> _MATERIAL SHOWN_:
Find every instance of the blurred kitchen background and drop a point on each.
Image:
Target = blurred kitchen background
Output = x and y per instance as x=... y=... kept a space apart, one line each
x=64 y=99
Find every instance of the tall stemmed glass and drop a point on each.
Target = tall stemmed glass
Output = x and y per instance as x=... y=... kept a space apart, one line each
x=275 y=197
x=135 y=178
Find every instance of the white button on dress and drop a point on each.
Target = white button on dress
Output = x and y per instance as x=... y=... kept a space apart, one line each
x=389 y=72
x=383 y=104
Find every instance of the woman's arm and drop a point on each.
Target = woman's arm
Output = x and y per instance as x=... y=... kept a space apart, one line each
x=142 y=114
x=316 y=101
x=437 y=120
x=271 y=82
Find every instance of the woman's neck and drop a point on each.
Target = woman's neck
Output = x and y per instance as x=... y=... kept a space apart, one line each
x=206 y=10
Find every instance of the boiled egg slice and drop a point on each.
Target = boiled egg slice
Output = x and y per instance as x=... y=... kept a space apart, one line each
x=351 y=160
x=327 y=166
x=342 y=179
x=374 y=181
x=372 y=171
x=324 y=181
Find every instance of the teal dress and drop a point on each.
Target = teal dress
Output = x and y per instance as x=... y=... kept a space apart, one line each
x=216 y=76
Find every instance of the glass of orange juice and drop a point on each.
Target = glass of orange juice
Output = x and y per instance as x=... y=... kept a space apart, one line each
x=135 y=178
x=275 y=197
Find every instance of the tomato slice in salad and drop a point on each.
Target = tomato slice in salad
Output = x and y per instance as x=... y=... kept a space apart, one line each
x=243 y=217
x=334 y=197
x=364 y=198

> _WHAT IS BEING ASKED_:
Provide a verbatim copy of all the entries.

> _SOLUTION_:
Find every instance of the blurred kitchen background and drop a point on each.
Image:
Target = blurred kitchen background
Output = x and y per instance as x=... y=... kept a space apart, one line each
x=64 y=99
Find every instance of the tall stemmed glass and drop a point on each.
Target = tall stemmed glass
Output = x and y per instance as x=... y=... kept a space apart, one line each
x=275 y=197
x=135 y=178
Find every instance of the white button on dress and drop a point on each.
Target = white button on dress
Output = x and y per instance as x=... y=... kept a space apart, one line each
x=389 y=72
x=383 y=104
Find every instance of the woman's arm and drop a point on each.
Target = woman's arm
Output = x and y per instance as x=... y=... kept a space apart, one line each
x=142 y=114
x=316 y=101
x=437 y=120
x=271 y=82
Find every instance of the woman's neck and drop a point on each.
Target = woman's neck
Output = x and y per instance as x=... y=... kept a space apart, one line each
x=206 y=10
Find every instance of the boiled egg slice and drop a point on each.
Target = boiled egg slice
Output = x and y per instance as x=... y=... kept a space apart, one line each
x=351 y=160
x=327 y=166
x=342 y=179
x=374 y=181
x=372 y=171
x=324 y=181
Find every instance of the teal dress and drop a point on each.
Target = teal dress
Output = x and y per instance as x=... y=... kept a space apart, one line each
x=216 y=76
Find every instance of the glass of orange juice and drop a point on each.
Target = glass of orange juice
Output = x and y per instance as x=... y=... kept a space apart, one line each
x=135 y=178
x=275 y=197
Find every instance of the tomato slice in salad and drop a point on each.
Target = tomato slice in salad
Output = x and y per instance as x=... y=... kept a space apart, one line each
x=243 y=217
x=334 y=197
x=364 y=198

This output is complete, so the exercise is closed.